PROBLEM REQUIREMENTS ->
Reproduce exactly the lines from the one containing "For every instance of the yellow" through the last line of the records below, both included, and nothing else.

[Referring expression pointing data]
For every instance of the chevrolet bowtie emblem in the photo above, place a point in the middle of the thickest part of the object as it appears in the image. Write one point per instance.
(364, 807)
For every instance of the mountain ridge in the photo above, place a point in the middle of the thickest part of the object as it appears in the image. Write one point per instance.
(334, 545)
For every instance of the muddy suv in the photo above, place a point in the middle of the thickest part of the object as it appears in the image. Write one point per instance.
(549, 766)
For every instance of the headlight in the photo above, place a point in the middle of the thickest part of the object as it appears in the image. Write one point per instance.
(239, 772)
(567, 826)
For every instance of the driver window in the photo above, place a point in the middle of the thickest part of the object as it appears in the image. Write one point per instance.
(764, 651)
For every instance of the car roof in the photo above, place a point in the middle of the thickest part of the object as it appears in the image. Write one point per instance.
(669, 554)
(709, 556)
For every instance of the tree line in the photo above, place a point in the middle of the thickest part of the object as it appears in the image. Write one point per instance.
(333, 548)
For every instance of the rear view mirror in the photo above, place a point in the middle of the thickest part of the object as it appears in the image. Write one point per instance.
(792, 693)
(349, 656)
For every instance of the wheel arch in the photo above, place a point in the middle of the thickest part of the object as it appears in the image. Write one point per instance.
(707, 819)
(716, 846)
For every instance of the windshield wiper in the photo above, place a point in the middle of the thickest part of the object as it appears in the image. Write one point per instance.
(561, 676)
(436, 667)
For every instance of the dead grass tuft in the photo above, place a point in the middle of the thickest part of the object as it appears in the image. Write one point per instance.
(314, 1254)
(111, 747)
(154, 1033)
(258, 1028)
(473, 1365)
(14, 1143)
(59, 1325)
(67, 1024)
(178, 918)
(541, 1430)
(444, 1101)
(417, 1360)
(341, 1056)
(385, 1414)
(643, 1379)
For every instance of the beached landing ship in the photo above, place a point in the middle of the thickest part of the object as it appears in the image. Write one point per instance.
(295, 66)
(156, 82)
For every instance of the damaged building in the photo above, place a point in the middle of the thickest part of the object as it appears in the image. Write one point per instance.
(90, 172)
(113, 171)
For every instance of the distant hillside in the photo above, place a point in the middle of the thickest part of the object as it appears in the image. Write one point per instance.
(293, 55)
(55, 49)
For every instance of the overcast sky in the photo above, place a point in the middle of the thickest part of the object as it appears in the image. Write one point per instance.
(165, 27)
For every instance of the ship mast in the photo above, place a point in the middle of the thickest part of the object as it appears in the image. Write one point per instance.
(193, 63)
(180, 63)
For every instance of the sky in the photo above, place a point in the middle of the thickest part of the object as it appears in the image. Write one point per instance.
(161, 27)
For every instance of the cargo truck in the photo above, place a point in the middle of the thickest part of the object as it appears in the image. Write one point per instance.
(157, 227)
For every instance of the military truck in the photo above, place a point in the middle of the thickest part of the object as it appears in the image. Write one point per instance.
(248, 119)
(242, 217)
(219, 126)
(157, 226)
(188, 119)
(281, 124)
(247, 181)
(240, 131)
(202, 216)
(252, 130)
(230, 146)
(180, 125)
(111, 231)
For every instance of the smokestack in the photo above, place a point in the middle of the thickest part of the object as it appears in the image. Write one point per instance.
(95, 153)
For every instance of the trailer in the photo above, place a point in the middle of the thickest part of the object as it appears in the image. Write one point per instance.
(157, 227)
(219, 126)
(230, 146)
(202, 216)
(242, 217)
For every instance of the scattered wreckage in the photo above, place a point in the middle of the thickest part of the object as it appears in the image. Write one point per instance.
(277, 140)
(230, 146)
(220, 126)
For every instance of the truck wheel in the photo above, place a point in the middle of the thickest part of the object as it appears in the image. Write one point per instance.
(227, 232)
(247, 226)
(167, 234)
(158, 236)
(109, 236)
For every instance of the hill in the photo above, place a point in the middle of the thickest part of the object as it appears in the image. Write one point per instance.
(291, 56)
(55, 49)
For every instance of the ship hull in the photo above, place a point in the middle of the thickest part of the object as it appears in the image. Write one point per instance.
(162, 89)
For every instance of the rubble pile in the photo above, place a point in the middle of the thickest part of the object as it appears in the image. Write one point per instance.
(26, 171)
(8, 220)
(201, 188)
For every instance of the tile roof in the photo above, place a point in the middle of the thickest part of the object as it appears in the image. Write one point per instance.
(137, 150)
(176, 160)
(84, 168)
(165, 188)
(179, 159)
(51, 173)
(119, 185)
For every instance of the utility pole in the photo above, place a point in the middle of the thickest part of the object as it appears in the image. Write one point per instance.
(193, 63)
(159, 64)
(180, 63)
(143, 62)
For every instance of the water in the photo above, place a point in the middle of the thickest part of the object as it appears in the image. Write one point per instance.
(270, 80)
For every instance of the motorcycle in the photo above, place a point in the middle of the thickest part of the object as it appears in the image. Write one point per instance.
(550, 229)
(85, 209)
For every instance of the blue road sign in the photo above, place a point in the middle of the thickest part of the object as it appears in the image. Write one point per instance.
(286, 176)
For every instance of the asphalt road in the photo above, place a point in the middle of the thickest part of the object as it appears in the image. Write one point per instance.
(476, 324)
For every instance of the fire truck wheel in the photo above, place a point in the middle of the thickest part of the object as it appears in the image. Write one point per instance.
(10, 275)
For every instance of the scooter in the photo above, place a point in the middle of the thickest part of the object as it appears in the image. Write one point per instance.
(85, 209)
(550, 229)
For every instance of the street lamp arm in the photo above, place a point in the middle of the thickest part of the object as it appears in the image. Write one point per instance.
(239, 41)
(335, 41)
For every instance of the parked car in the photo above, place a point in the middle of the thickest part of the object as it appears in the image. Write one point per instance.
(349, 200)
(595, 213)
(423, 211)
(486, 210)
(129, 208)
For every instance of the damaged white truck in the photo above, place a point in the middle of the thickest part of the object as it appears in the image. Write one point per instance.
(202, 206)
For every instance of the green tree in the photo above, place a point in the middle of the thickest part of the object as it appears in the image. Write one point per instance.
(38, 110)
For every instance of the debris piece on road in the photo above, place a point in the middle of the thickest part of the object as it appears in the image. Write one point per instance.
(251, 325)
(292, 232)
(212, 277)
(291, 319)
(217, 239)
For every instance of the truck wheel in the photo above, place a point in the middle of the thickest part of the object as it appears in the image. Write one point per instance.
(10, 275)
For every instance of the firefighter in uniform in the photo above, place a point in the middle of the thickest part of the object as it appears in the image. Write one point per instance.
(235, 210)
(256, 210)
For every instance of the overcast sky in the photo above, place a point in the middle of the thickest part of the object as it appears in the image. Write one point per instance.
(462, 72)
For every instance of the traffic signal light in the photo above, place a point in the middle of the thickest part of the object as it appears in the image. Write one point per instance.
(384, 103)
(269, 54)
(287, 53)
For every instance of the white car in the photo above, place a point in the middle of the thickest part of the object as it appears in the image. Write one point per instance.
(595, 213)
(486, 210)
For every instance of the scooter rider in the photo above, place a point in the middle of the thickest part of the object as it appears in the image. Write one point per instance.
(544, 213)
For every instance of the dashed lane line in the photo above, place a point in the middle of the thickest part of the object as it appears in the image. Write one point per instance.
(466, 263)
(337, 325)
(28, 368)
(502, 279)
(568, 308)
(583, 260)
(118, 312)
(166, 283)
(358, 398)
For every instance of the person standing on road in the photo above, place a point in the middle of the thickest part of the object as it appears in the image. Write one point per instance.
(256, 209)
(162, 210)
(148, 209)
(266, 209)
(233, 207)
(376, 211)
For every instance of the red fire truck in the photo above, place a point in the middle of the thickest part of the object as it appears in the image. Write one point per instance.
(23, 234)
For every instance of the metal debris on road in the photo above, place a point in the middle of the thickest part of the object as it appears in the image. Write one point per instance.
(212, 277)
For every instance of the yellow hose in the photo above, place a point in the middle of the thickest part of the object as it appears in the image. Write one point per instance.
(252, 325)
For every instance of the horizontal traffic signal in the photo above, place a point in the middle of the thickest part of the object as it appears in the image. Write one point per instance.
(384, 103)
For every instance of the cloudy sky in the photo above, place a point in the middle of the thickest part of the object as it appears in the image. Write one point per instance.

RESPONSE AREA ->
For every instance of the yellow hose in the photo above, place a point in the middle of the thickest part of the object as it appears in the image. Write one point per instance.
(252, 325)
For every instance of the horizontal traffic signal in the photo above, place a point in the middle of the thickest part of the object as it appears in the image. Write one point per instance.
(384, 103)
For every instance of the cloudy sky in the photo above, place a point in the middle of the thickest part of the object as it appears in the image. Write one point per instance.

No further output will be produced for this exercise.